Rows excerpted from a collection

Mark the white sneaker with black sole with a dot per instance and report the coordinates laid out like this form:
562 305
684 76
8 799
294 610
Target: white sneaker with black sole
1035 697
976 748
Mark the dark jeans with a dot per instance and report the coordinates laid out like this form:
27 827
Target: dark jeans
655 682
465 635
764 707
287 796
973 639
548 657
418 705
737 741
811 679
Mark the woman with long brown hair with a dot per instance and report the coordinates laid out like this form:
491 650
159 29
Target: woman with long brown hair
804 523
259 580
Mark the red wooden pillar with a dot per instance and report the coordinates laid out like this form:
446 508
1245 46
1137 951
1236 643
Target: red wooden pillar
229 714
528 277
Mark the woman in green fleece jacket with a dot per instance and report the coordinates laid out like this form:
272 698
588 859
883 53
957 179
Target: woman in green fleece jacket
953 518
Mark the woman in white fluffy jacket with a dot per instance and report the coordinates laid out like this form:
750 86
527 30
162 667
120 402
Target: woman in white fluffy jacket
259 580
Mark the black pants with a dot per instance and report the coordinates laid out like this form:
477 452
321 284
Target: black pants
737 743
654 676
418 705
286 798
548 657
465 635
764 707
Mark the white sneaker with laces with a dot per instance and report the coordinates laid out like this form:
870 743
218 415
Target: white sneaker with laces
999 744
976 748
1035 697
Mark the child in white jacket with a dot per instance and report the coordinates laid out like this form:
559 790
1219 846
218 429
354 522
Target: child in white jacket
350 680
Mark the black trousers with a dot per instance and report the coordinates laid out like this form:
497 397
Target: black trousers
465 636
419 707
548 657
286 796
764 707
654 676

--

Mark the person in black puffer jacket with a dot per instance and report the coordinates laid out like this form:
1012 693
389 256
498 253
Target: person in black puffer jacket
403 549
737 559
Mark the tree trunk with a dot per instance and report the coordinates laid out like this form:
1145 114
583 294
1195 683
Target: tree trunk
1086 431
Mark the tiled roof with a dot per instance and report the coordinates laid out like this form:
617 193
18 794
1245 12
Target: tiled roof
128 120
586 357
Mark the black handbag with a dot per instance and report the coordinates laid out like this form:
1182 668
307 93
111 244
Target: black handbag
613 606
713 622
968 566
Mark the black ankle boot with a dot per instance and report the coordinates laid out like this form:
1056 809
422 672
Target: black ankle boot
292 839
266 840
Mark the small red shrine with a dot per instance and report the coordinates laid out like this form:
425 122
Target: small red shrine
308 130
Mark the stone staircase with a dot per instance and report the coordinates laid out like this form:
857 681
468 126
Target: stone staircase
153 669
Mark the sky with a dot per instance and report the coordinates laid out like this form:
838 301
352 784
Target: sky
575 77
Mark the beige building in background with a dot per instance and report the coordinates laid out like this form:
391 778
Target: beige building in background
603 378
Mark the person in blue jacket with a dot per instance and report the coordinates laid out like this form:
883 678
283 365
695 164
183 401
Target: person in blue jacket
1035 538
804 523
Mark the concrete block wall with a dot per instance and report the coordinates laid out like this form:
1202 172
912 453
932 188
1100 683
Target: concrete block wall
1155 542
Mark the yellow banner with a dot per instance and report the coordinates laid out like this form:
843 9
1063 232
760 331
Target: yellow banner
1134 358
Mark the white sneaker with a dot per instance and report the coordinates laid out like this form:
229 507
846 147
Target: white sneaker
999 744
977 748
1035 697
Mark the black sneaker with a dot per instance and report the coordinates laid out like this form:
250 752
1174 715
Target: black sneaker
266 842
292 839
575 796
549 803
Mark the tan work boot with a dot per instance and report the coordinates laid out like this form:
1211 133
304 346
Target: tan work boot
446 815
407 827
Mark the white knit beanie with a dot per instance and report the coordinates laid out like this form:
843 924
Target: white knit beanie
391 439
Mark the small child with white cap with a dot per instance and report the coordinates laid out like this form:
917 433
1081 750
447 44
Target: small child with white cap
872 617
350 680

* * *

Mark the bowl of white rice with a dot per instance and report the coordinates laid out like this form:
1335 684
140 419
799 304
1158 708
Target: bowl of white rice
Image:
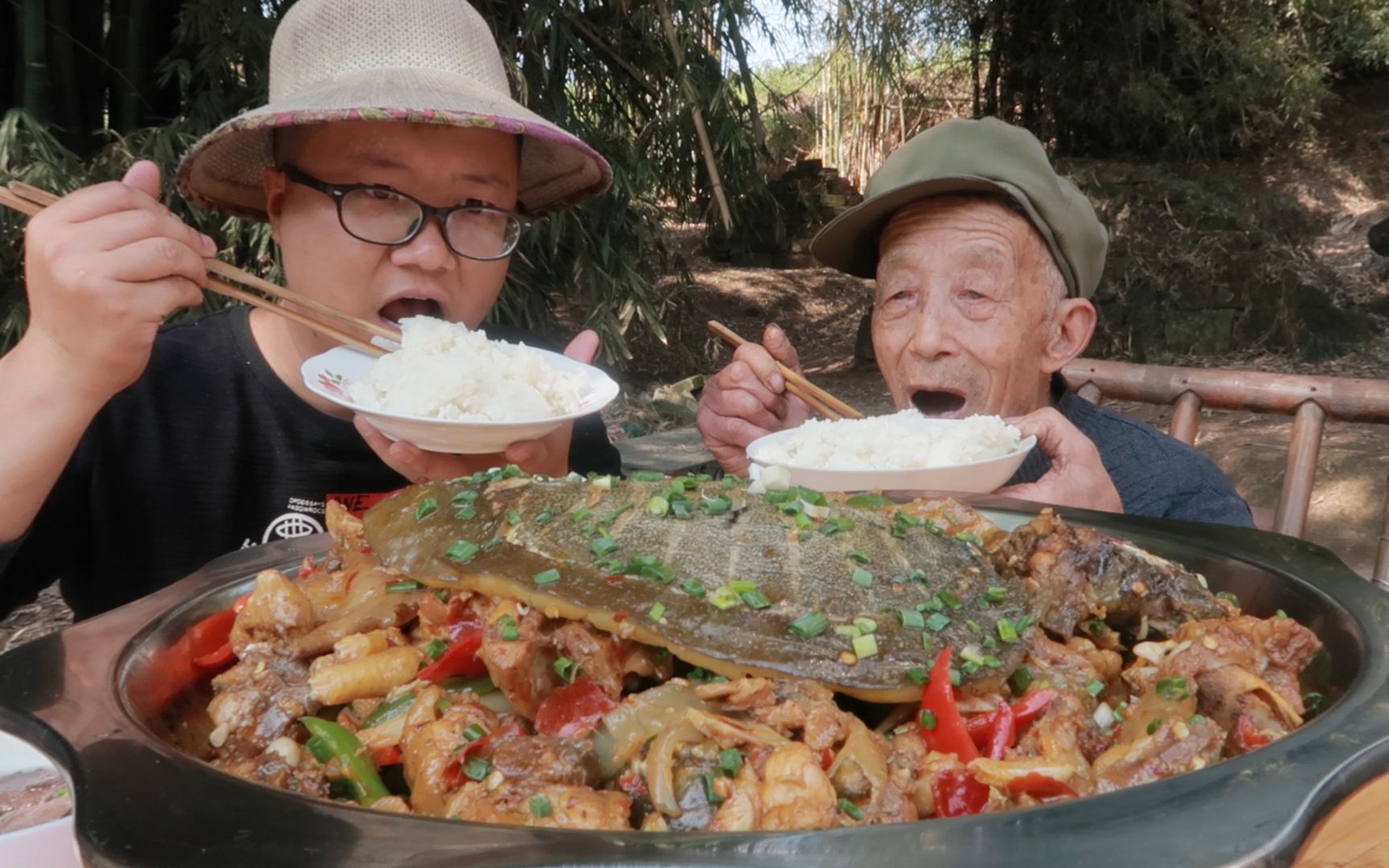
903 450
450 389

**Set problem**
Show each row above that contains the string "yellow", copying the full row. Case counts.

**Result of this exercise**
Mark the yellow banner with a dot per instance and report the coordinates laid out like this form:
Target: yellow banner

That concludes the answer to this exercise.